§ **Source document**:
It’s not that players are trying to cheese the five-minute workday (5MWD). It’s that the 5MWD has basically become the default, simply because most groups don’t run dungeon crawls or long adventuring days very often.

If players start forcing rests in ways that don’t make sense in the world, that’s something a DM can handle with in-game consequences. But the bigger issue is that the dominant 5e playstyle, influenced by shows like Critical Role, is very narrative-focused. You usually get one or two major fights before it makes sense in the story to rest. Those “6 to 8 encounters per long rest” guidelines from the DMG are the exception, not the rule.

That’s where things start to break down. If you follow the DMG encounter guidelines as a new DM, you’ll quickly notice that “deadly” doesn’t really mean deadly for a fully rested party. You often need to double or even triple up on encounters to make things feel like a real challenge.

On top of that, only having one combat between full resource refreshes removes a lot of the tactical and strategic depth that comes from managing resources. With just one fight per day, there’s no real consequence to burning everything, because you’ll get it all back. The only feedback loop left is “are we winning, losing, or dead?” If you misjudge the difficulty or roll badly, you’re done, because there’s no chance to adjust or adapt over time.

§ **Set tasks**:
1. According to the post on the five-minute workday, how many encounters per long rest do the DMG guidelines suggest?
2. Reproduce word for word the stretch of the five-minute workday post from "It’s not that" through "not the rule.".
3. Carry on the post about the five-minute workday, picking up right after its final sentence.

§ **Dataset extract**:
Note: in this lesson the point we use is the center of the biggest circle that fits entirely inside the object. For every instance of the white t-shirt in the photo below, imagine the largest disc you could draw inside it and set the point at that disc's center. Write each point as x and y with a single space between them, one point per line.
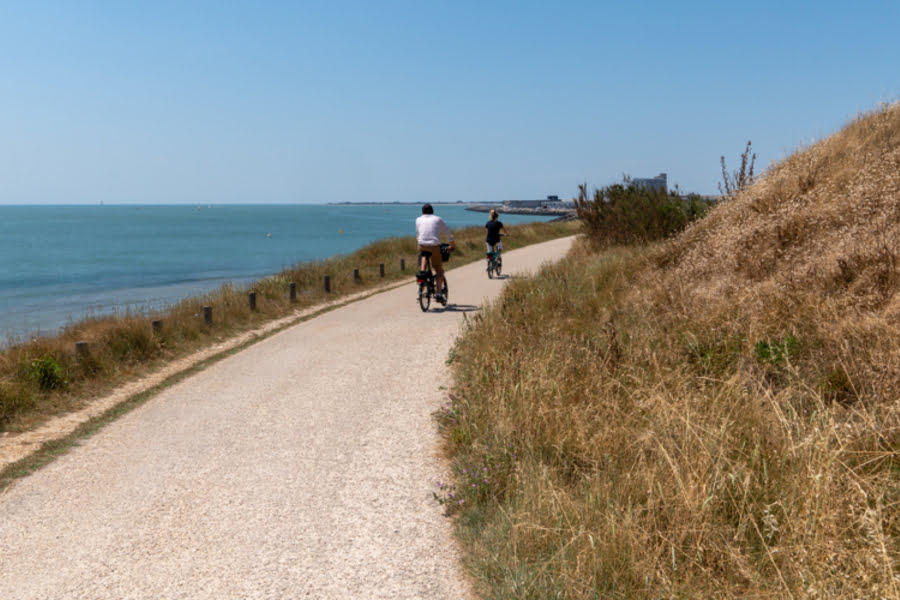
429 228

§ **Responses for each task**:
1. Six to eight encounters per long rest.

2.
It’s not that players are trying to cheese the five-minute workday (5MWD). It’s that the 5MWD has basically become the default, simply because most groups don’t run dungeon crawls or long adventuring days very often.

If players start forcing rests in ways that don’t make sense in the world, that’s something a DM can handle with in-game consequences. But the bigger issue is that the dominant 5e playstyle, influenced by shows like Critical Role, is very narrative-focused. You usually get one or two major fights before it makes sense in the story to rest. Those “6 to 8 encounters per long rest” guidelines from the DMG are the exception, not the rule.

3.
When you have multiple encounters between long rests, you get gradual feedback. If the first fight hits harder than expected and the second leaves the party barely standing, now they have choices. Do we push on and risk it, or fall back and rest while the enemies regroup? That layer of tension and decision-making doesn’t exist in the one-fight-per-day setup.

To really fix this, whether you want one big cinematic fight or a full six-to-eight encounter day, the resting system needs to adapt to both styles of play.

And that’s not hard to do.

Just make long rests restore only a fraction of resources, somewhere between 0% and 30%, depending on conditions. Did they have a good campsite and real sleep, or did they crash in the mud during a storm? Let that matter.

Now resources deplete over multiple days, and wilderness exploration actually means something again. Casting Goodberry or Create Food and Water becomes a real choice, not just a “might as well, I’ve got spell slots left” action at the end of the day.

A fully rested party can still handle six to eight encounters in a single day, but that same resource pool can also stretch across ten encounters over ten days, depending on how they manage it.

Gradual resource regeneration, like in my Gradual Gritty Realism Rest Rules, literally fixes all the problems mentioned in this thread.
But the question is...is there really a problem for most tables, or for WotC...?
 

But the question is...is there really a problem for most tables, or for WotC...?
I think it is a problem on enough tables that it leads to constant discussion in forums such as these here and it is definitley a problem for Newbie-DMs.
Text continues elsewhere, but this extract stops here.